Perguntas =>
**a)** Reproduza sem mudar nada tudo o que vai de "Eventualmente, havia surtos" até "1999, p. 268." no texto sobre o Brasil colonial.
**b)** Escreva a parte seguinte do texto sobre o Brasil colonial, começando logo depois da última frase dele.

Texto fornecido =>
===
As verminoses parecem ter sido endêmicas em todas as regiões do Brasil colonial. Documentos descrevem com frequência seus sintomas, demonstrando que o "Jeca Tatu" denunciado por Monteiro Lobato no século XX já existia vários séculos antes.

A malária também grassou no período colonial, sendo impossível precisar seu itinerário. Na região de Guairá, por exemplo, segundo mostra Sérgio Buarque de Holanda, ela era desconhecida à época das missões jesuíticas, no final do século XVI, tornando-se fortemente disseminada bem mais tarde.

Eventualmente, havia surtos epidêmicos, cuja disseminação era facilitada pelas más condições higiênicas dos portos e pela ignorância das formas de contágio. Houve epidemias de varíola desde o século XVI. Uma das mais fortes ocorreu em 1665-1666. Começando em Pernambuco, desceu a costa até o Rio de Janeiro, enfraquecendo-se à medida que avançava.

WEHLING, Arno & WEHLING, Maria JoséFormação do Brasil Colonial. Rio de Janeiro: Nova Fronteira, 1999, p. 268.

Congadas no Brasil Colônia

sexta-feira, 6 de junho de 2025

Konshaça, banda de Congo de Serra, ES


Congos ou congadas eram autos populares, de origem africana, mas já diferenciados, que ocorriam não apenas no ciclo de Natal, mas em outras datas comemorativas, geralmente de devoções religiosas dos negros. Comum a sudaneses e bantos, a congada tinha como elementos principais a coroação do rei do Congo, préstitos, embaixadas e danças guerreiras. Sabe-se de sua existência na festa de N. S. do Rosário, no Recife, em 1674, e em outros locais nos séculos XVII e XVIII. Nos desfiles havia imagens e homenagens aos santos protetores dos negros, cuja devoção se concentrava em quatro: N. S. do Rosário, São Benedito, Santa Efigênia e Santo Antônio Preto. Além das representações, as congadas contavam também com bailes e banquetes, com a presença de autoridades portuguesas e dos senhores de escravos, que, aliás, frequentemente lhes emprestavam joias e adereços. Em 1748, no Rio de Janeiro, celebrou-se com luxo e aparato a coroação de um "rei do Congo", numa grande congada. Em 1760, nas festas oficiais, em Salvador, por motivo do casamento da futura rainha dona Maria I, foi a eles incorporada uma congada. Torna-se, assim, evidente o papel político atribuído pelas autoridades governamentais a essa festa, que reunia basicamente escravos e ex-escravos.

WEHLING, Arno & WEHLING, Maria JoséFormação do Brasil Colonial. Rio de Janeiro: Nova Fronteira, 1999, p. 256.
===
Dados =>

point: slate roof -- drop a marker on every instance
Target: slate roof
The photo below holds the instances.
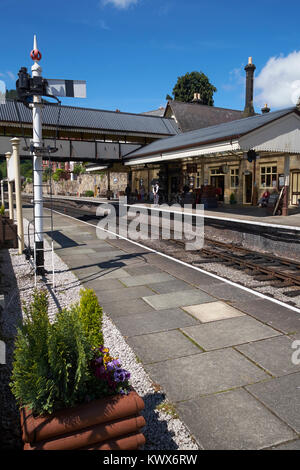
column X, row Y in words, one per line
column 191, row 116
column 94, row 119
column 155, row 112
column 221, row 132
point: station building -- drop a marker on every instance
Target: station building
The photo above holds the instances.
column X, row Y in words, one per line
column 212, row 150
column 219, row 157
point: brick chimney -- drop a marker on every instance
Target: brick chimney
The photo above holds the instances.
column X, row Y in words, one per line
column 249, row 109
column 265, row 109
column 197, row 98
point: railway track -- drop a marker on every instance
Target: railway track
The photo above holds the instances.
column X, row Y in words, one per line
column 275, row 271
column 269, row 269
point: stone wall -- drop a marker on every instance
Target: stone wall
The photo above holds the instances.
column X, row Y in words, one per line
column 86, row 182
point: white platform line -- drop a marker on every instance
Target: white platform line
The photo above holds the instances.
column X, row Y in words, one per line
column 215, row 276
column 229, row 219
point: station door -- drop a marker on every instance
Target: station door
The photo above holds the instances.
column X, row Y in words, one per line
column 295, row 187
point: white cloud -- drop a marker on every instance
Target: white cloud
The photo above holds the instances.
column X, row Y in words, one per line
column 11, row 75
column 278, row 83
column 122, row 4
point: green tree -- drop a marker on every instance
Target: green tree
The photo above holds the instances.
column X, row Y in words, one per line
column 11, row 94
column 194, row 82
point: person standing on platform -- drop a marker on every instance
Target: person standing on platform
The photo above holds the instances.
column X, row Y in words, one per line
column 155, row 193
===
Respostas do exercício =>
**a)**
Eventualmente, havia surtos epidêmicos, cuja disseminação era facilitada pelas más condições higiênicas dos portos e pela ignorância das formas de contágio. Houve epidemias de varíola desde o século XVI. Uma das mais fortes ocorreu em 1665-1666. Começando em Pernambuco, desceu a costa até o Rio de Janeiro, enfraquecendo-se à medida que avançava.

WEHLING, Arno & WEHLING, Maria JoséFormação do Brasil Colonial. Rio de Janeiro: Nova Fronteira, 1999, p. 268.

**b)**
Sincretismo no Brasil Colônia

quarta-feira, 4 de junho de 2025

Maracatu


As atitudes sincréticas e supersticiosas revelavam-se em muitos aspectos da vida social. A divindade africana das águas, por exemplo, tinha sua correspondente na "moura encantada" da tradição portuguesa, deusa das águas que, vaidosa, vivia junto às fontes, penteando-se. A cor vermelha era considerada eficiente contra os maus espíritos nas três culturas: muitas tribos usavam tinturas desta cor para espantar os demônios da floresta; os portugueses colocavam fitas desta cor no pescoço dos animais e usavam preferencialmente telhas vermelham em suas casas; a tradição africana também a considerava profilática contra os maus espíritos, razão pela qual os maracatus e reisados o rei e a rainha vestiam-se com trajes vermelhos.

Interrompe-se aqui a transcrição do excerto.